§ COMPLETE THE FOLLOWING:
A. Output the passage on gamma radiation in LENR word for word, from "I think the lack" up to and including "connection with LENR.".
B. Go on with the passage on gamma radiation in LENR, picking up right after its final sentence.

§ TEXT PROVIDED:
No worries.  I think the neutron capture reactions will result in
characteristic radiation that you would be able to detect and trace back to
the reactants, assuming the gammas were not halted by some mechanism.

I think the lack of expected radiation is the reason for the proposed
"heavy electron patches," which are understood to intercept gammas.  Many
people do not like them; I personally don't mind working with the
assumption that gammas are present at some point or in some form, although
I don't have a strong opinion about what might happen to them -- e.g.,
whether they are dealt with in the way that Widom and Larsen describe.  I
also see the possibility of there being no gammas whatsoever.  Having no
knowledge or expertise in this area, it's obviously not something on which
I would try to assert an opinion.

I'm personally starting to take a liking to the proton-proton chain as
something to explore in connection with LENR.

§ Annotation data for object locations:
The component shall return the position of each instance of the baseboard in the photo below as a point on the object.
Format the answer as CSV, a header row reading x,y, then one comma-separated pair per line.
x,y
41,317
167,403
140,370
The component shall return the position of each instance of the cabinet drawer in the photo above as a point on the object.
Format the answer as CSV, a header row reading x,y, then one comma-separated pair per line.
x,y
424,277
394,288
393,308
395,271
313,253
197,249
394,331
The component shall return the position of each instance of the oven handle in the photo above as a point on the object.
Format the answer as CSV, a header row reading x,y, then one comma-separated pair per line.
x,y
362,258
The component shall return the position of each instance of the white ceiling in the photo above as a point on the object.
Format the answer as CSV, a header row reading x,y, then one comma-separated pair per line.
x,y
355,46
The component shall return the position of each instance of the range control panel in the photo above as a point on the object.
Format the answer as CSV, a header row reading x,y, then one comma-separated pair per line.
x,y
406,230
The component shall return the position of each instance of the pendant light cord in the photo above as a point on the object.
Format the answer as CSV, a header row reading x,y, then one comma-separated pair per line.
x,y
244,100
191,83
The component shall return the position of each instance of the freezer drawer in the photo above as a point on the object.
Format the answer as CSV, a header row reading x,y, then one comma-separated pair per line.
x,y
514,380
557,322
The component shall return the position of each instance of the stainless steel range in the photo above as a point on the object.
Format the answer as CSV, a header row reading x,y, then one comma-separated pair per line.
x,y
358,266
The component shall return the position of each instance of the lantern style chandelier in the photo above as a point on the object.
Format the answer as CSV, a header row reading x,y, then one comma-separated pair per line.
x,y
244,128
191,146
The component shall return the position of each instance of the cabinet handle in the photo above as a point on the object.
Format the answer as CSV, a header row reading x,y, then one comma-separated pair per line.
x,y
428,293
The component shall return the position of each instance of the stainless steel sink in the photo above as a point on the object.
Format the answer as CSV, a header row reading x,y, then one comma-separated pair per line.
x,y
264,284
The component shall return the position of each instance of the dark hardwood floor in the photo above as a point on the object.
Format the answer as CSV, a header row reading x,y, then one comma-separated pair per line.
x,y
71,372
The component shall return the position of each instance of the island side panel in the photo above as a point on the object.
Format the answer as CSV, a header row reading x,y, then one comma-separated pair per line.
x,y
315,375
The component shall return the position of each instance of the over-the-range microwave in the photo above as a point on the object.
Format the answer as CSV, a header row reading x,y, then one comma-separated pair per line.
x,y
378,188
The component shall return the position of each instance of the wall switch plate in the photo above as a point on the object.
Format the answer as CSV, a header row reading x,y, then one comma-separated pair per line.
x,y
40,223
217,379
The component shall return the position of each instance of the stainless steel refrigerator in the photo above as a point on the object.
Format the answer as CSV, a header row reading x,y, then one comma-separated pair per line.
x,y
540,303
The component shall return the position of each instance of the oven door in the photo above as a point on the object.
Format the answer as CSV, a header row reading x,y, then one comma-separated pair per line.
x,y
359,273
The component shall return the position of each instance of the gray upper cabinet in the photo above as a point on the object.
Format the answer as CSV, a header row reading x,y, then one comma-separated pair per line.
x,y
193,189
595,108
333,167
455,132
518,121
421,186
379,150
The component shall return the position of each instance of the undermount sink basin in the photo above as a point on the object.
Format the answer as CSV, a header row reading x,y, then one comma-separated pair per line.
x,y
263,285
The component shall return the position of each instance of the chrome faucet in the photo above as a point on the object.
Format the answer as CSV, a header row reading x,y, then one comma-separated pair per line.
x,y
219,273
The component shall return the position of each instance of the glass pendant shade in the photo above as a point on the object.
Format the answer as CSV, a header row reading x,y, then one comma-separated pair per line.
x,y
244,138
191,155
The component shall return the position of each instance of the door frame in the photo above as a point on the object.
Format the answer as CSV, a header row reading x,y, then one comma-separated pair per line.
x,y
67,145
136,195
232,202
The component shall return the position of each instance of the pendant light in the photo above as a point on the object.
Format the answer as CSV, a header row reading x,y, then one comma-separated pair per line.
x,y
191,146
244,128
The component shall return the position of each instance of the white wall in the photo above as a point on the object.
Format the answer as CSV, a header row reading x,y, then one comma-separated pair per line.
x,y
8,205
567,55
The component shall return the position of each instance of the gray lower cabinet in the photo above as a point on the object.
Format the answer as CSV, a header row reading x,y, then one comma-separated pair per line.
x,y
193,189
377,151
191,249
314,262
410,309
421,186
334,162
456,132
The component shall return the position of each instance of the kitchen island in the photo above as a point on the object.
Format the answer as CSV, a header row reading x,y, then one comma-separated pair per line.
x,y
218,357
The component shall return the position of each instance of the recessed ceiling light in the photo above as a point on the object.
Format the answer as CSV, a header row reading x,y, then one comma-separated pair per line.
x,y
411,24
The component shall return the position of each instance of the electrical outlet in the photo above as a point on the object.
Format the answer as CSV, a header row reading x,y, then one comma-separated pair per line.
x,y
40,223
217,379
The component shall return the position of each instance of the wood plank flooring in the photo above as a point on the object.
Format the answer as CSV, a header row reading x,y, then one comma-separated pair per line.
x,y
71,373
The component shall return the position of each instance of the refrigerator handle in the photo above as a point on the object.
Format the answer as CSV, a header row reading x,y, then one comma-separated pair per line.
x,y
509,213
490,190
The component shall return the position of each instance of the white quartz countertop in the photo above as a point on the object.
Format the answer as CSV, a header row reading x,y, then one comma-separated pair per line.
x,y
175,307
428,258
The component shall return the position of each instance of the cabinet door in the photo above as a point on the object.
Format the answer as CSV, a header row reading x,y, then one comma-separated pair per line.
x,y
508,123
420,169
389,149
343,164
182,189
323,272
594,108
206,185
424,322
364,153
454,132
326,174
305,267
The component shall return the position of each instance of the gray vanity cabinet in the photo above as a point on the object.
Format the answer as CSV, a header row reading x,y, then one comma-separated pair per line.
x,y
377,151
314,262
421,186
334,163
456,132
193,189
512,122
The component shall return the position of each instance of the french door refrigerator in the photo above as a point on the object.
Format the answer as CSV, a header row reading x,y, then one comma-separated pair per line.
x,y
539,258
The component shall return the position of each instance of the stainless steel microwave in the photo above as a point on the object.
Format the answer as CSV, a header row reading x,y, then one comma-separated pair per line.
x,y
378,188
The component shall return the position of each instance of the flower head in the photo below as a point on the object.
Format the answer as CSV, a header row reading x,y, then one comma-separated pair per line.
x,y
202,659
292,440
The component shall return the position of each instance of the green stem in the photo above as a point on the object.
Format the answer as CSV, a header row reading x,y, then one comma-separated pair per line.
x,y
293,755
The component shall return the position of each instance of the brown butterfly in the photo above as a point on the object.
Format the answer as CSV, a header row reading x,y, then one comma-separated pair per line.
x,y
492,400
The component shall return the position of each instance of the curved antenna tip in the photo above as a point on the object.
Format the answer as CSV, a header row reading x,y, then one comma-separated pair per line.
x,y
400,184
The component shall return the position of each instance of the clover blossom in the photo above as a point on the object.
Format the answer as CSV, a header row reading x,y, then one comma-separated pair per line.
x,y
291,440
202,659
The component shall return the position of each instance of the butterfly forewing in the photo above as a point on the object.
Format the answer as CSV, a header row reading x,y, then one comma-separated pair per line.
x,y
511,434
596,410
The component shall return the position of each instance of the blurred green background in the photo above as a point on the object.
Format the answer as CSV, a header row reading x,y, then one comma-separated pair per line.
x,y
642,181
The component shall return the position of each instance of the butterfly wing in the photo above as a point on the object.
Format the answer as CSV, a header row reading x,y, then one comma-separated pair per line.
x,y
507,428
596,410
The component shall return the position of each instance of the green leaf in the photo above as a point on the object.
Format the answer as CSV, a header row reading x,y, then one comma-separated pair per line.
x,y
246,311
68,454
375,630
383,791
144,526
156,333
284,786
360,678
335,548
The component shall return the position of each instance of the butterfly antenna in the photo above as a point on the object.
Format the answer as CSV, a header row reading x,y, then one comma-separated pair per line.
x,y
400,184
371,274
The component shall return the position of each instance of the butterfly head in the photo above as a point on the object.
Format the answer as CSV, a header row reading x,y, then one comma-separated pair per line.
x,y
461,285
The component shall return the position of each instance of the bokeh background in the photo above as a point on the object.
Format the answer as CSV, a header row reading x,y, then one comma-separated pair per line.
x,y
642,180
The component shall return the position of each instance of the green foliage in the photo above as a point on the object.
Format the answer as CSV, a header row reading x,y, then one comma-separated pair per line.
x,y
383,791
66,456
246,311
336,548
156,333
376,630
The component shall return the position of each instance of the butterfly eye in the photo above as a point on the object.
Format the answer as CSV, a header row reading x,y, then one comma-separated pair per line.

§ REPLIES:
A.
I think the lack of expected radiation is the reason for the proposed
"heavy electron patches," which are understood to intercept gammas.  Many
people do not like them; I personally don't mind working with the
assumption that gammas are present at some point or in some form, although
I don't have a strong opinion about what might happen to them -- e.g.,
whether they are dealt with in the way that Widom and Larsen describe.  I
also see the possibility of there being no gammas whatsoever.  Having no
knowledge or expertise in this area, it's obviously not something on which
I would try to assert an opinion.

I'm personally starting to take a liking to the proton-proton chain as
something to explore in connection with LENR.

B.
http://en.wikipedia.org/wiki/Proton%E2%80%93proton_chain_reaction

There are three attractive things about it.  First, it is entirely
aneutronic.  Second, it is not well-understood.  To quote the Wikipedia
article: "Even so, it was unclear how proton–proton fusion might proceed,
because the most obvious product, helium-2 (diproton), is unstable and
immediately dissociates back into a pair of protons."  Obviously it
proceeds; it's just that we don't understand how it proceeds.  So there are
some basic unknowns about the conditions under which it is possible.  A
third reason that I like it is that it is an important way that fusion
occurs in nature; as such, it embodies an energetically optimal way of
dealing with the forces involved.

Humans up to now have taken some rather ugly approaches to nuclear energy.
 We have bombarded heavy, radioactive elements with dangerous neutrons.  Or
we have used a radioactive isotope of hydrogen in order to make possible a
form of fusion that will spit out neutrons.  Or we have come up with huge
contraptions that inject neutrons into a hot plasma that is being
irradiated with microwaves of various frequencies.  Perhaps we lack
imagination of the right kind -- we're thinking that it's impossible to get
the combination of temperature and pressure that would be needed for
something like the proton-proton chain, so we resort to complex, Rube
Goldberg contraptions.  We've been trying to brute force our way into
fusion.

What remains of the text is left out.